_Requirement A_.
Read the three statements below and check each against the text about De la Costa. Answer yes or no for each, and quote the deciding words from the text.
(i) De la Costa prepared the composition on "The Jesuits Today" with help from other delegates.
(ii) De la Costa died of cancer at the age of 60.
(iii) De la Costa was buried in Rome.
_Requirement B_. Update the text about De la Costa from "A few years" up to and including "Novaliches, Quezon City.", putting "paper" in place of "draft".
_Requirement C_. Go on with the text about De la Costa, starting after its final sentence.

A few years before his death, De la Costa attended the General Congregation of Jesuits from all over the world in Rome. In need of a composition on "The Jesuits Today", the delegates entrusted him the preparation. He worked on it by himself for three days. When he was finished, he returned to the congregation and read his draft. His composition was accepted exactly as he had written it.

De la Costa died of cancer on March 20, 1977, at the age of 60. He was buried in the Jesuit Novitiate Compound in Novaliches, Quezon City.

For his achievements in the Jesuit Philippine Province and the Jesuit congregation in general, the Loyola School of Theology of the Ateneo de Manila University was inaugurated while the Horacio de la Costa Hall in the same university was named, both in his honor.

_Provided data_.
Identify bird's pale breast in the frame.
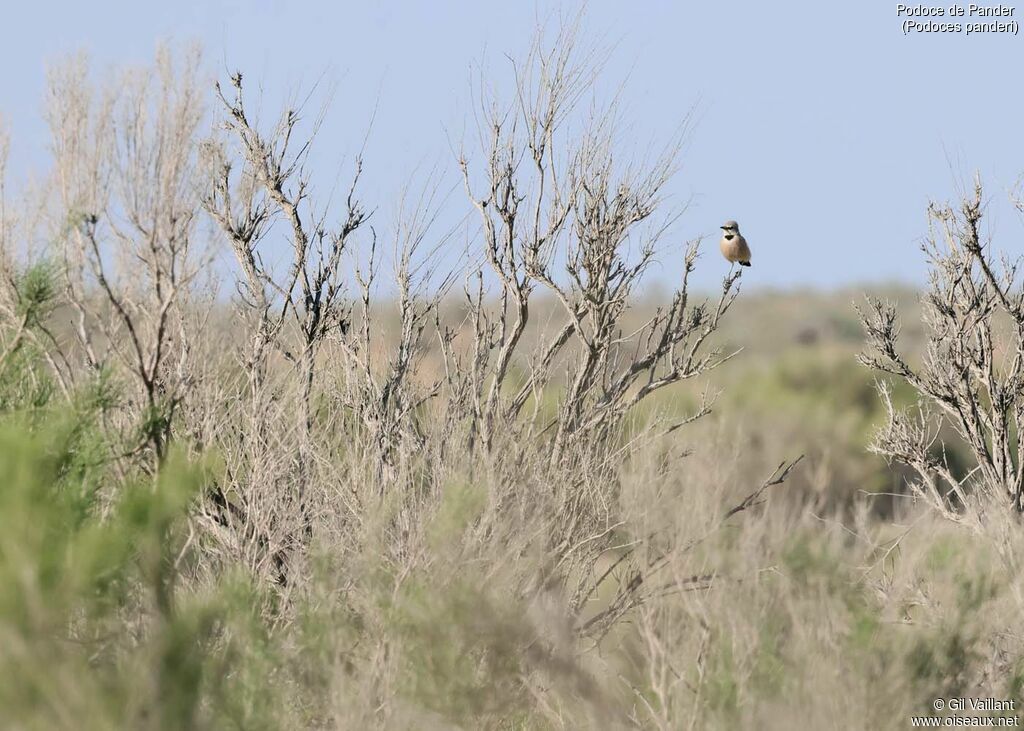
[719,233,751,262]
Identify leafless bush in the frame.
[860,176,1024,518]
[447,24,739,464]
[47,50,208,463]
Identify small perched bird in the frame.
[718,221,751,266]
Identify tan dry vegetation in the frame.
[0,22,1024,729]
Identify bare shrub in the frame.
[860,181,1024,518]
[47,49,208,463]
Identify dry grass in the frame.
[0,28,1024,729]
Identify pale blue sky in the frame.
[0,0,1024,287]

* * *

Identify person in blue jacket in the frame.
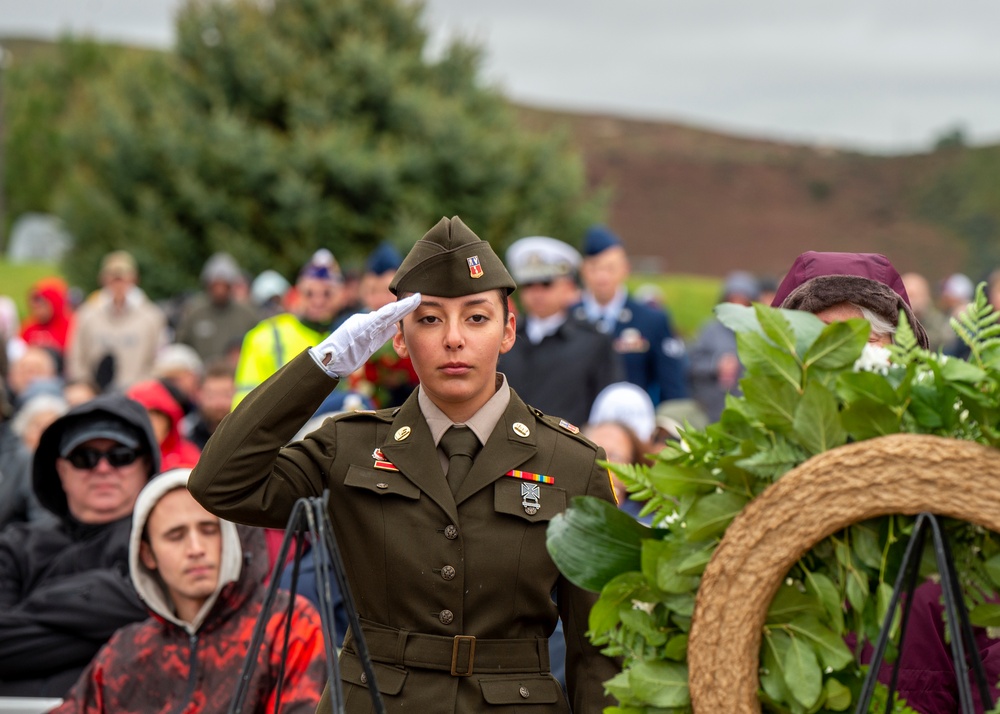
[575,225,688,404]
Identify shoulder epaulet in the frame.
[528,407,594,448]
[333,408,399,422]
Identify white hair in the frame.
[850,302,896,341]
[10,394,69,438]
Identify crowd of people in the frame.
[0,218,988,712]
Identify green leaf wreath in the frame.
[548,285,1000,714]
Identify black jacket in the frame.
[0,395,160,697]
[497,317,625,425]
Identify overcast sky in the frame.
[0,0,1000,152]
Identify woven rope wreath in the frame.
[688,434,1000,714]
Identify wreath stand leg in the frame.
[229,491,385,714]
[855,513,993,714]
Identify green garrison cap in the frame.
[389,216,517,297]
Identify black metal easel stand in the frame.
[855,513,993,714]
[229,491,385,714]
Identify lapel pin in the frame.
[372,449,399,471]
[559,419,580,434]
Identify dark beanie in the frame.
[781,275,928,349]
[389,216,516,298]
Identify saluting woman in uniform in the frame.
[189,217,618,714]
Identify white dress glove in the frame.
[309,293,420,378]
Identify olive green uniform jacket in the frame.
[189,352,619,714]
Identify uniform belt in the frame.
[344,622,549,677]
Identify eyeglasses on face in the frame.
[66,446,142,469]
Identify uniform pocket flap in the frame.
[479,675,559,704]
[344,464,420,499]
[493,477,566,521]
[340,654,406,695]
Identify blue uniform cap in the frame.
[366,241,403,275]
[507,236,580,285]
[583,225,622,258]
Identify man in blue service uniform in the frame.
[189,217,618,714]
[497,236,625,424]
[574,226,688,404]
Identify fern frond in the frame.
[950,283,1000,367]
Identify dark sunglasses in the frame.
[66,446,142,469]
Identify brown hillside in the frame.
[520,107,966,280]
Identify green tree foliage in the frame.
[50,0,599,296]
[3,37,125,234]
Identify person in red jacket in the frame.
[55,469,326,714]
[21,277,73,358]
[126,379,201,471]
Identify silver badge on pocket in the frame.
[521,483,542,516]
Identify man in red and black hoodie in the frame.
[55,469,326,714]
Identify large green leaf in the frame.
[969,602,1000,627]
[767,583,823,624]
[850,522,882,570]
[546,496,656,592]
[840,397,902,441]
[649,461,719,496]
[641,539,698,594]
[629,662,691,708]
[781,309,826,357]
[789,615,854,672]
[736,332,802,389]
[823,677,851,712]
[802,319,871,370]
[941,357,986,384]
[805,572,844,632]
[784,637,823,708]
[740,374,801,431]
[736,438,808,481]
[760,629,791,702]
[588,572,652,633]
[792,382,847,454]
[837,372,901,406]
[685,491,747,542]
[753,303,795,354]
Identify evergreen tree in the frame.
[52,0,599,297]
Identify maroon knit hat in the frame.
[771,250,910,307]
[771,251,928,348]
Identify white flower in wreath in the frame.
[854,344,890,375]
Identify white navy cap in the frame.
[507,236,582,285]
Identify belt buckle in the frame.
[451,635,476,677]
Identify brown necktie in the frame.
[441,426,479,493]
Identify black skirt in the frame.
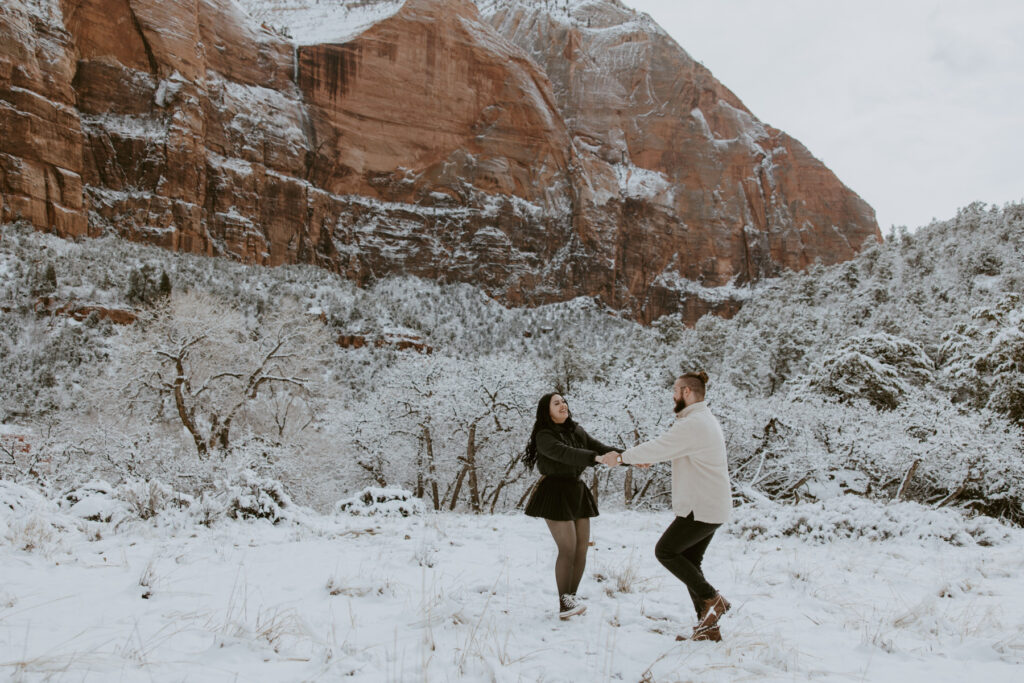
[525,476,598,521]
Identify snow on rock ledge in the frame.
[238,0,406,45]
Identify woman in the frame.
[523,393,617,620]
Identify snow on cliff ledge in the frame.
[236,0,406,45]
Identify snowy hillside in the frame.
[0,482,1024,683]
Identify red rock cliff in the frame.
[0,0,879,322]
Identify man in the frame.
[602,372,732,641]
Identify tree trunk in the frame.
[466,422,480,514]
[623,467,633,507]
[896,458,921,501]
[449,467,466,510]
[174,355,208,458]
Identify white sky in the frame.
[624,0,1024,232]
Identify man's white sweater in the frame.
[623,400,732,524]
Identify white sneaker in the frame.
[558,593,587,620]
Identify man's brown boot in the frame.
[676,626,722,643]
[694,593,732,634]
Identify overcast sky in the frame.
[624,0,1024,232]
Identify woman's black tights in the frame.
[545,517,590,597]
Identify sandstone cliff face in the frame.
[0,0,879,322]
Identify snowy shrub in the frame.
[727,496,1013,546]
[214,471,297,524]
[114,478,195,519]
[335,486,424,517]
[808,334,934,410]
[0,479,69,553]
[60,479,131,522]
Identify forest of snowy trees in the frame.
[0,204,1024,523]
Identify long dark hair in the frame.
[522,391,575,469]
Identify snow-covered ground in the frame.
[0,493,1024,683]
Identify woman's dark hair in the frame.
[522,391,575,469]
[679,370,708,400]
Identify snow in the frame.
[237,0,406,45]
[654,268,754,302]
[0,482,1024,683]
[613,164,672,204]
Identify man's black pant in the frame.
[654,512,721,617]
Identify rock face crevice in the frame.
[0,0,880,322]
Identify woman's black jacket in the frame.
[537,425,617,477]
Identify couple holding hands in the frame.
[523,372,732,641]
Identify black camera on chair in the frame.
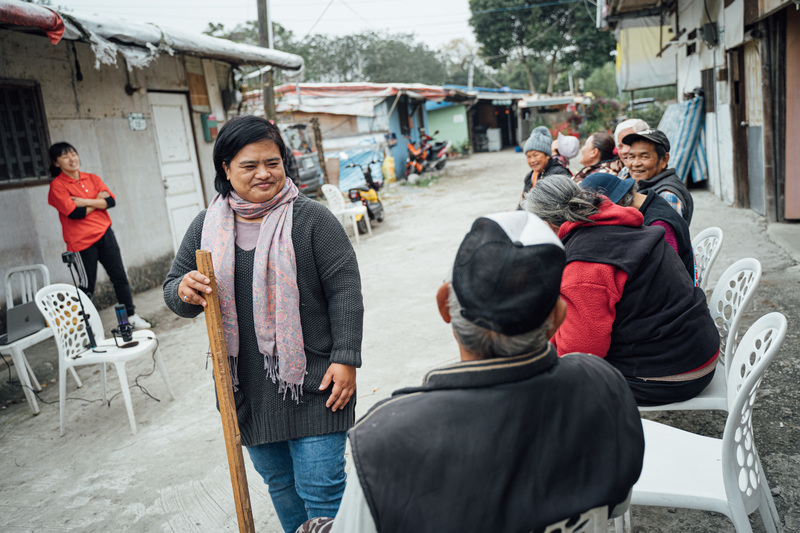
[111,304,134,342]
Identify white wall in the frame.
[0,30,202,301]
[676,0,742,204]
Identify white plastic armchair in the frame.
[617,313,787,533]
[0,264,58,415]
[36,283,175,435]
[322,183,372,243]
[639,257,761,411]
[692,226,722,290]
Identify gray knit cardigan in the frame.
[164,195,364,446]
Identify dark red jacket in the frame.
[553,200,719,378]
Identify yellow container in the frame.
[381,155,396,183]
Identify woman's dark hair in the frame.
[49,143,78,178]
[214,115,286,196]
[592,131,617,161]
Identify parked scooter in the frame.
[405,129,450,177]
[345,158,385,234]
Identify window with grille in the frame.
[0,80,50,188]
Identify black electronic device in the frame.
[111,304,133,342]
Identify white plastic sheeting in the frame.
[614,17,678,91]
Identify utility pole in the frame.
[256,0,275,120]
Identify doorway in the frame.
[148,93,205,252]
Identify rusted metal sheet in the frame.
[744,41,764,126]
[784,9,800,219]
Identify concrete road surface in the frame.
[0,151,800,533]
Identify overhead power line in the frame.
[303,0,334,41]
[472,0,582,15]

_Exercise answer A_.
(i) No: "He worked on it by himself for three days."
(ii) Yes: "De la Costa died of cancer on March 20, 1977, at the age of 60."
(iii) No: "He was buried in the Jesuit Novitiate Compound in Novaliches, Quezon City."

_Exercise answer B_.
A few years before his death, De la Costa attended the General Congregation of Jesuits from all over the world in Rome. In need of a composition on "The Jesuits Today", the delegates entrusted him the preparation. He worked on it by himself for three days. When he was finished, he returned to the congregation and read his paper. His composition was accepted exactly as he had written it.

De la Costa died of cancer on March 20, 1977, at the age of 60. He was buried in the Jesuit Novitiate Compound in Novaliches, Quezon City.

_Exercise answer C_.
A street in Salcedo Village in Makati's central business district, where the Ateneo de Manila's Salcedo Campus (which is home to the university's Graduate School of Business and the Center for Continuing Education) is located has been named after him as well.

In 1982, the National Historical Institute (now the National Historical Commission of the Philippines) unveiled a historical marker in his hometown of Mauban. Another marker was unveiled in 2017 at his namesake hall at the Ateneo de Manila.

In 2016, the Bangko Sentral ng Pilipinas released a limited edition one-peso commemorative coin in honor of de la Costa's 100th birth anniversary.